Exercise directions - Below is a listing; restate from it, character for character, the lines beginning at the line holding "Target: black abstract shape in artwork" and ending at the line holding "[locate] front wheel", both included.

Input data -
····················
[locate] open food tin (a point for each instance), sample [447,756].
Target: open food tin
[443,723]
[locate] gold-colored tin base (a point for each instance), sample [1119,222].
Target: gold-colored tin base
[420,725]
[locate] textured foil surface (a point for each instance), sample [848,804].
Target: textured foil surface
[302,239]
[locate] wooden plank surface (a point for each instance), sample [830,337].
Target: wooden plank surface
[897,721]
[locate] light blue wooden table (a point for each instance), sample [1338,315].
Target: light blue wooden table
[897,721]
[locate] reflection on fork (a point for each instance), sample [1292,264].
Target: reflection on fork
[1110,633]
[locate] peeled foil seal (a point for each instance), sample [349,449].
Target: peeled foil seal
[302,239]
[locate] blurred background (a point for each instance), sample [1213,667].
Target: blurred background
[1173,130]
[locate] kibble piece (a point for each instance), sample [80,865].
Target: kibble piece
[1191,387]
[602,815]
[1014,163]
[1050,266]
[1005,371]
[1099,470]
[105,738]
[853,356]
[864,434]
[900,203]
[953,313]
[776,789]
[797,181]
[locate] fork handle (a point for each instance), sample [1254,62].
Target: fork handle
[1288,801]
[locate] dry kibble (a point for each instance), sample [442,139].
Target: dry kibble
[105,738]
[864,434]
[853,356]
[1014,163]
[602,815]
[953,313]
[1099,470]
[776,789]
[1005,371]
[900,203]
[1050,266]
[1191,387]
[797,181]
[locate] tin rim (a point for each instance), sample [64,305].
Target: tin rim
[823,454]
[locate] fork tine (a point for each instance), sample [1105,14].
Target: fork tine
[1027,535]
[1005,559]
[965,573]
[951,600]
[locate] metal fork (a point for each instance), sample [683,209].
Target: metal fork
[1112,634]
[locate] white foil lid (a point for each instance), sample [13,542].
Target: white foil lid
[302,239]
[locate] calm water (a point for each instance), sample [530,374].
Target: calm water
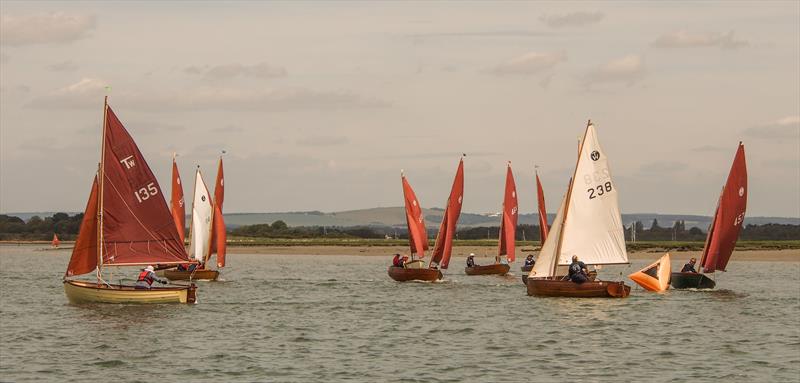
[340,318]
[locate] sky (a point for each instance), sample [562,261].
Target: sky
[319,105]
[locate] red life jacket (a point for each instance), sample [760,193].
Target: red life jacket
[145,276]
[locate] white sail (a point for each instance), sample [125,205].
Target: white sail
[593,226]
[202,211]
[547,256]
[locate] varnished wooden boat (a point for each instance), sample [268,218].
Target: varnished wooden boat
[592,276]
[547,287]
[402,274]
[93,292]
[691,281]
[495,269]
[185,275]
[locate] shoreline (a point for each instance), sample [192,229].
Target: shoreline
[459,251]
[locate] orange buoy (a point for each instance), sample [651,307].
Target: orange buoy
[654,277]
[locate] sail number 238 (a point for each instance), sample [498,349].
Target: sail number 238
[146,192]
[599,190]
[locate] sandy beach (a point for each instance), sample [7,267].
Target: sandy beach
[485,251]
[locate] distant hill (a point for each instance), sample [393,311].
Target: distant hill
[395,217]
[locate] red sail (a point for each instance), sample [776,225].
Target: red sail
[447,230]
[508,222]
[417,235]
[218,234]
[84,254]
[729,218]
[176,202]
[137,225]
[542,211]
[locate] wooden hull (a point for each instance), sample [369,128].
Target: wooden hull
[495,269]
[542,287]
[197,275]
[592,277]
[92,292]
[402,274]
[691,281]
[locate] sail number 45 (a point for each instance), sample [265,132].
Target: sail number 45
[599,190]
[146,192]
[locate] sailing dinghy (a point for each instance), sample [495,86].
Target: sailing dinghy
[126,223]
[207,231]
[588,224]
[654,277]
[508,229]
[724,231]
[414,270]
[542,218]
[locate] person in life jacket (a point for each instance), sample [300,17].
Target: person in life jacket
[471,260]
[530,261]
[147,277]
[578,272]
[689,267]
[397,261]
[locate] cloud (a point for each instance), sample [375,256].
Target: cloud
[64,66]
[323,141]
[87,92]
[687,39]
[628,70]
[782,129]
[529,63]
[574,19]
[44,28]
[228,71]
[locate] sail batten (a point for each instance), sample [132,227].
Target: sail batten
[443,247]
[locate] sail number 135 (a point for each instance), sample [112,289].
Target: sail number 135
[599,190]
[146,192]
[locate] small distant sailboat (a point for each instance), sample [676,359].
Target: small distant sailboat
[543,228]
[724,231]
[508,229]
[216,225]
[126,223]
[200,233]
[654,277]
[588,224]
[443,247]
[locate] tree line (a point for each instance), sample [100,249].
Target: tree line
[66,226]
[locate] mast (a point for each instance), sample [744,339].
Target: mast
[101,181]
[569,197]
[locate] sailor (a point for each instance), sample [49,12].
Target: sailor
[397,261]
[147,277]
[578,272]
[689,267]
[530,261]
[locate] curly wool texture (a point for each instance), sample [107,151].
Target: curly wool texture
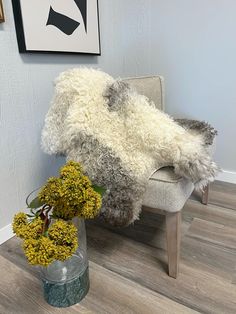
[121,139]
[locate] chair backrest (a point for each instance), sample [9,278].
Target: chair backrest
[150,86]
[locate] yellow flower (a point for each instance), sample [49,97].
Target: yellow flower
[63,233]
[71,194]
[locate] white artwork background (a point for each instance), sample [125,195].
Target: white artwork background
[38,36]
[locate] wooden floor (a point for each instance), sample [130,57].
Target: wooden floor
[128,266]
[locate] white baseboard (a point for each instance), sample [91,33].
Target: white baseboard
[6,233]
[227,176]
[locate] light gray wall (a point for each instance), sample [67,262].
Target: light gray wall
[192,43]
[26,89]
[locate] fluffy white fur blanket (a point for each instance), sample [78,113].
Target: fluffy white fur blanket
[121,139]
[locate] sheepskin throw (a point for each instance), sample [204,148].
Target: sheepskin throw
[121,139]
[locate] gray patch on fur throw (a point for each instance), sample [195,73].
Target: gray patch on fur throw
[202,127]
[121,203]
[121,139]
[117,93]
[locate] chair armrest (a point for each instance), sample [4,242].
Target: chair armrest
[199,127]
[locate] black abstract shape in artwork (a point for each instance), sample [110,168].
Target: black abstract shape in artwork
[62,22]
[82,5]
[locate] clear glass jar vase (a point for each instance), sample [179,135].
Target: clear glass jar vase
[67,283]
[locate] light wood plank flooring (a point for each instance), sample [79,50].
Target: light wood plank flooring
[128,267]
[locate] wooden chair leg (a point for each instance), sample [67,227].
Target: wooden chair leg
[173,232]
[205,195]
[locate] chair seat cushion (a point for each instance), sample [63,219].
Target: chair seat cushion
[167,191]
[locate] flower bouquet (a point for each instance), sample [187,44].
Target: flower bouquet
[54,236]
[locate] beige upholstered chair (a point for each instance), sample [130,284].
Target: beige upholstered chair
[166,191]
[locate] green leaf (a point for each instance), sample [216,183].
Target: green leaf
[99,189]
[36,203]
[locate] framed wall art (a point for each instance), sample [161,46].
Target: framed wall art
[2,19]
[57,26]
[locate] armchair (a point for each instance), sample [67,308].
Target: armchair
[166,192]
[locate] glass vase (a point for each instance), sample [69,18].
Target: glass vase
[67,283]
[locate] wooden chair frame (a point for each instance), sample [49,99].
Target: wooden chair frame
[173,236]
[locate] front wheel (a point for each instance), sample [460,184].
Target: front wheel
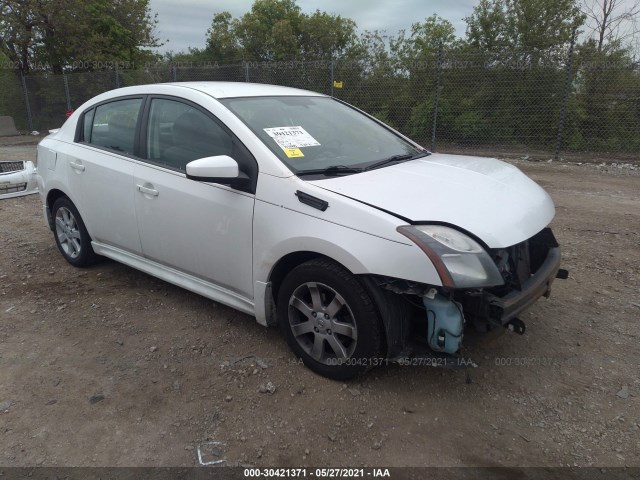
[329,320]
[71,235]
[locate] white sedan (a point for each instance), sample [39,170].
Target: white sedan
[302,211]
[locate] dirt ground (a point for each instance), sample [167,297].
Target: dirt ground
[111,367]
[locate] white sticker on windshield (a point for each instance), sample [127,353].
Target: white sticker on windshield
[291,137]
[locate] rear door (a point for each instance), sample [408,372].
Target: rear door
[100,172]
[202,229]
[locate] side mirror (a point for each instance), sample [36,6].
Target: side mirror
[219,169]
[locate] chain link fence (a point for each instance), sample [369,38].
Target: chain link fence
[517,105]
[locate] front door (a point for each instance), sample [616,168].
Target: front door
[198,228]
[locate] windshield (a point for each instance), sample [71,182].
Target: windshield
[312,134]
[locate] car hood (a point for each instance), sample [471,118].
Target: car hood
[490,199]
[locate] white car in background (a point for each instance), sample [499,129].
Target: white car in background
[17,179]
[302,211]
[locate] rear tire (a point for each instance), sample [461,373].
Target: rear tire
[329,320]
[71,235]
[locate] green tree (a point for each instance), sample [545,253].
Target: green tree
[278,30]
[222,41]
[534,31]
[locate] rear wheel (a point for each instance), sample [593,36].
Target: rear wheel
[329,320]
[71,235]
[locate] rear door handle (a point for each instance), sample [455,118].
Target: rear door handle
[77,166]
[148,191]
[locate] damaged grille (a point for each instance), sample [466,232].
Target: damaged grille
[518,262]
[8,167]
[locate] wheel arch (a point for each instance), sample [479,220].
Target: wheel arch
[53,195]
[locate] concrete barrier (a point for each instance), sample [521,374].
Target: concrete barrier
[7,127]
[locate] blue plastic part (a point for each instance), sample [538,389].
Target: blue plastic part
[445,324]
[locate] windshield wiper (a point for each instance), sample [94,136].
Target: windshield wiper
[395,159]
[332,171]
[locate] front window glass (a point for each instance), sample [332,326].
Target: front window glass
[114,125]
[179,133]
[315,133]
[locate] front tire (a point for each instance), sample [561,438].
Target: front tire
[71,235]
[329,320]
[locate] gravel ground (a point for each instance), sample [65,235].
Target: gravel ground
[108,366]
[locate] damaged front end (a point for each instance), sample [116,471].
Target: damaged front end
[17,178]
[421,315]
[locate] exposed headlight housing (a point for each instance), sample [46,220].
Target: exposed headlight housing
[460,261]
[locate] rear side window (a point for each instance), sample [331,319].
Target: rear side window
····················
Your response -
Target: black abstract shape in artwork
[62,22]
[82,5]
[locate] clear glass jar vase (a point for each instance), sample [179,135].
Target: clear glass jar vase
[67,283]
[locate] light wood plank flooring (a point for each instance), sample [79,50].
Target: light wood plank flooring
[128,267]
[locate] wooden chair leg (a point for each instance), sample [67,227].
Target: wooden chair leg
[173,232]
[205,195]
[locate] chair seat cushion (a point for each instance), sample [63,219].
Target: chair seat cushion
[167,191]
[locate] flower bouquet (a point for each instance), sample [187,44].
Target: flower bouquet
[54,236]
[locate] beige upholstered chair (a point for each instance), sample [130,284].
Target: beige upholstered chair
[166,191]
[locate] green leaf (a point for each instance), sample [216,183].
Target: green leaf
[99,189]
[36,203]
[locate] framed wall art (a point for each instance), sample [161,46].
Target: framed wall art
[2,19]
[57,26]
[locate] armchair (a point for each instance), sample [67,308].
Target: armchair
[166,192]
[locate] glass vase (a point for each instance), sample [69,18].
Target: glass vase
[67,283]
[locate] wooden chair frame (a point for each instance), sample [49,99].
Target: wooden chair frame
[173,236]
[locate] front wheel (a point for each instance), sample [460,184].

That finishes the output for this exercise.